§ Exercise:
Please copy out the material below line for line, without the pictures.
%%
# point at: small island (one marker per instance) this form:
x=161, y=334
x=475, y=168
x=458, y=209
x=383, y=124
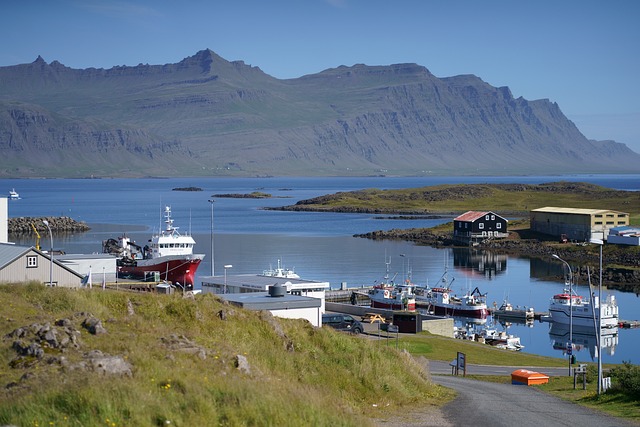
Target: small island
x=187, y=189
x=253, y=195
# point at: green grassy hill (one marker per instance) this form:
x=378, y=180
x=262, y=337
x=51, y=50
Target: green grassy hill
x=188, y=362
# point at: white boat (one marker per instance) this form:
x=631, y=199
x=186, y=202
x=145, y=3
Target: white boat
x=393, y=297
x=569, y=308
x=168, y=254
x=390, y=296
x=281, y=272
x=583, y=338
x=500, y=339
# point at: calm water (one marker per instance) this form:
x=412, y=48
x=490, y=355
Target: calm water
x=319, y=246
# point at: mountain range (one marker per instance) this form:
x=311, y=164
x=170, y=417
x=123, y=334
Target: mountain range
x=206, y=116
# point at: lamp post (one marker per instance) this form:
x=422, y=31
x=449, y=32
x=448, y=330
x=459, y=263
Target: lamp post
x=570, y=345
x=600, y=243
x=45, y=222
x=212, y=266
x=225, y=276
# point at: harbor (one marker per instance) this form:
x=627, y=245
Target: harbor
x=319, y=246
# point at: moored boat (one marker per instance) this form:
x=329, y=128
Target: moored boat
x=570, y=308
x=390, y=296
x=280, y=271
x=507, y=311
x=168, y=255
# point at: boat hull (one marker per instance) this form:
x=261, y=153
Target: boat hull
x=172, y=269
x=479, y=313
x=587, y=320
x=392, y=305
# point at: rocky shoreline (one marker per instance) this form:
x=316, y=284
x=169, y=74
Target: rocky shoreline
x=621, y=265
x=22, y=225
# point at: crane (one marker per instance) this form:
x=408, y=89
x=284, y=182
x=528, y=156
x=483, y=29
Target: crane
x=37, y=236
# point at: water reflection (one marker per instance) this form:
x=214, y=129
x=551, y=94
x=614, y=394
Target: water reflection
x=479, y=262
x=584, y=339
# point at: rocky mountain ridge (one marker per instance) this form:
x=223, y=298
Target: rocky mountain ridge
x=207, y=116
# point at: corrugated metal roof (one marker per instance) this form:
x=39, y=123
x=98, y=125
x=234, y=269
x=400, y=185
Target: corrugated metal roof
x=263, y=301
x=471, y=216
x=257, y=281
x=576, y=211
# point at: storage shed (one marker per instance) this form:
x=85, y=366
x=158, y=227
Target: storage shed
x=576, y=223
x=527, y=377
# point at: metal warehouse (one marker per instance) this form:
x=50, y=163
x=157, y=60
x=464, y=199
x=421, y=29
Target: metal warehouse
x=576, y=223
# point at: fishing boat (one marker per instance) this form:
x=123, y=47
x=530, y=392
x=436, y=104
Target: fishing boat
x=583, y=338
x=394, y=297
x=570, y=308
x=168, y=255
x=281, y=272
x=508, y=312
x=500, y=339
x=390, y=296
x=441, y=301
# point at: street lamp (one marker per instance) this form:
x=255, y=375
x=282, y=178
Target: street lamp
x=225, y=276
x=212, y=266
x=45, y=222
x=570, y=346
x=600, y=243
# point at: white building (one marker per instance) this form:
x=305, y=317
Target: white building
x=624, y=236
x=249, y=283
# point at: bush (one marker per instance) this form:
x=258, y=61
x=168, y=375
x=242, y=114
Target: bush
x=626, y=379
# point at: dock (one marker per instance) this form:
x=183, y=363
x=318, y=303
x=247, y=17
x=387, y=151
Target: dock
x=628, y=324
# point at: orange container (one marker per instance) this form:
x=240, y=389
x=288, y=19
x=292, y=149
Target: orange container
x=526, y=377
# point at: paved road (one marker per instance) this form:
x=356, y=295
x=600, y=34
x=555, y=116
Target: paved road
x=438, y=367
x=482, y=403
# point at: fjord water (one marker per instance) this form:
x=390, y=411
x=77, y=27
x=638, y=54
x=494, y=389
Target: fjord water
x=319, y=246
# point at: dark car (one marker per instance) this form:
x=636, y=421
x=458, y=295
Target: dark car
x=342, y=322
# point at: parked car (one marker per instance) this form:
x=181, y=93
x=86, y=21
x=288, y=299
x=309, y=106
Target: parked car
x=342, y=322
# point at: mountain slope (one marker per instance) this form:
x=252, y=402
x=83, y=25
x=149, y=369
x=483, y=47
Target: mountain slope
x=208, y=116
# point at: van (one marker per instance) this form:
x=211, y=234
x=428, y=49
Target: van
x=342, y=322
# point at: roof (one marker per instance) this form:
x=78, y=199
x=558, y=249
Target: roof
x=263, y=301
x=576, y=211
x=260, y=282
x=473, y=215
x=9, y=253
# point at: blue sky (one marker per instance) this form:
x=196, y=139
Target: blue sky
x=582, y=54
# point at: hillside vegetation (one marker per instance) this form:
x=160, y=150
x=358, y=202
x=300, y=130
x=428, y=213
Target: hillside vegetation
x=91, y=357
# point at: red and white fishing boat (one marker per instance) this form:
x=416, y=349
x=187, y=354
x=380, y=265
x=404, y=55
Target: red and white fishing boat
x=570, y=308
x=393, y=297
x=168, y=255
x=441, y=301
x=390, y=296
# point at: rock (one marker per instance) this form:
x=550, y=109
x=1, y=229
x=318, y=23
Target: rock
x=242, y=364
x=94, y=326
%%
§ Exercise response:
# point at: small island (one marker per instance) this form:
x=161, y=334
x=475, y=168
x=458, y=209
x=383, y=124
Target: small island
x=187, y=189
x=253, y=195
# point at: green grassy hill (one marker per instance) this form:
x=378, y=180
x=262, y=337
x=51, y=50
Target: green grassy hill
x=188, y=362
# point at: white boat (one marker per instance) this form:
x=631, y=199
x=186, y=202
x=145, y=3
Target: white boat
x=393, y=297
x=569, y=308
x=168, y=254
x=390, y=296
x=281, y=272
x=583, y=338
x=500, y=339
# point at: calm water (one marker per instance) this form:
x=412, y=48
x=490, y=355
Target: calm water
x=319, y=246
# point at: mountain range (one marker per instance) this form:
x=311, y=164
x=170, y=417
x=123, y=334
Target: mountain range
x=206, y=116
# point at: lamp post (one marker per instance) this form:
x=422, y=31
x=449, y=32
x=448, y=330
x=459, y=263
Target: lamp post
x=570, y=345
x=600, y=243
x=45, y=222
x=212, y=266
x=225, y=276
# point at: harbor (one marker per instance) this form:
x=627, y=245
Target: harbor
x=319, y=246
# point at: moored boat (one marker per instance) this form:
x=329, y=128
Target: moored boat
x=570, y=308
x=390, y=296
x=280, y=271
x=507, y=311
x=168, y=255
# point at: boat hull (one marker per instance) this form:
x=261, y=153
Target: boat hull
x=172, y=269
x=479, y=313
x=587, y=320
x=392, y=305
# point at: rocky shoreline (one marker per instance) this form:
x=316, y=284
x=169, y=74
Target: rocky shoreline
x=621, y=265
x=22, y=225
# point at: crane (one marker per instance) this form:
x=408, y=89
x=284, y=182
x=528, y=156
x=483, y=29
Target: crane
x=37, y=236
# point at: water reflection (one marker per instance) this form:
x=214, y=129
x=551, y=94
x=614, y=394
Target: water reflection
x=479, y=262
x=584, y=339
# point at: rocky mountain ridge (one marker per instance) this form:
x=223, y=298
Target: rocky mountain ridge
x=207, y=116
# point at: corrugated metal roof (one marker per instance) this form:
x=39, y=123
x=98, y=125
x=234, y=269
x=400, y=185
Target: corrugated metal roof
x=263, y=301
x=471, y=216
x=257, y=281
x=576, y=211
# point at: storage shed (one marker per instance) this form:
x=85, y=366
x=158, y=227
Target: storage shed
x=576, y=223
x=527, y=377
# point at: metal warehouse (one marker per instance) this form:
x=50, y=163
x=157, y=60
x=464, y=199
x=421, y=29
Target: metal warehouse
x=576, y=223
# point at: fishing boat (one marker per instance) this form:
x=123, y=47
x=530, y=392
x=436, y=104
Target: fishing boat
x=583, y=338
x=394, y=297
x=570, y=308
x=168, y=255
x=281, y=272
x=508, y=312
x=500, y=339
x=390, y=296
x=441, y=301
# point at: street lamp (one marker per instance) this form:
x=255, y=375
x=282, y=178
Target: street lamp
x=225, y=276
x=212, y=266
x=45, y=222
x=570, y=346
x=600, y=243
# point at: white building (one marker per instance) this form:
x=305, y=317
Target: white building
x=624, y=236
x=249, y=283
# point at: bush (one marker per instance) this form:
x=258, y=61
x=168, y=375
x=242, y=114
Target: bush
x=626, y=379
# point at: dock (one marker per instance) this form:
x=183, y=363
x=318, y=303
x=247, y=17
x=387, y=151
Target: dock
x=628, y=324
# point at: orange container (one marker per instance) this form:
x=240, y=389
x=288, y=19
x=292, y=149
Target: orange container
x=526, y=377
# point at: paved road (one marker per instance) this form:
x=356, y=295
x=600, y=34
x=555, y=116
Target: paved road
x=438, y=367
x=482, y=403
# point at: fjord water (one marker per instance) this form:
x=390, y=411
x=77, y=27
x=638, y=54
x=494, y=389
Target: fjord water
x=319, y=246
# point at: dark car (one marker per instance) this form:
x=636, y=421
x=458, y=295
Target: dark car
x=342, y=322
# point at: parked car (one marker per instance) this form:
x=181, y=93
x=86, y=21
x=288, y=299
x=309, y=106
Target: parked car
x=342, y=322
# point at: mountain slope (one marker per instance) this form:
x=252, y=402
x=83, y=25
x=149, y=369
x=483, y=47
Target: mountain slope
x=208, y=116
# point at: van (one marker per instance) this form:
x=211, y=234
x=428, y=49
Target: van
x=342, y=322
# point at: roof (one marker per instance) this form:
x=78, y=199
x=558, y=249
Target: roof
x=263, y=301
x=576, y=211
x=260, y=282
x=473, y=215
x=9, y=253
# point at: blue sky (one marker per instance) this form:
x=196, y=139
Target: blue sky
x=582, y=54
# point at: hillside vegetation (one marker per instance) this form:
x=160, y=150
x=358, y=202
x=300, y=130
x=428, y=213
Target: hillside vegetation
x=91, y=357
# point at: red and white fishing boat (one marker per instance) this form:
x=416, y=349
x=187, y=354
x=380, y=265
x=404, y=55
Target: red and white fishing boat
x=570, y=308
x=393, y=297
x=168, y=255
x=441, y=301
x=390, y=296
# point at: rock (one marker per instance) this form:
x=550, y=109
x=1, y=229
x=318, y=23
Target: rock
x=242, y=364
x=94, y=326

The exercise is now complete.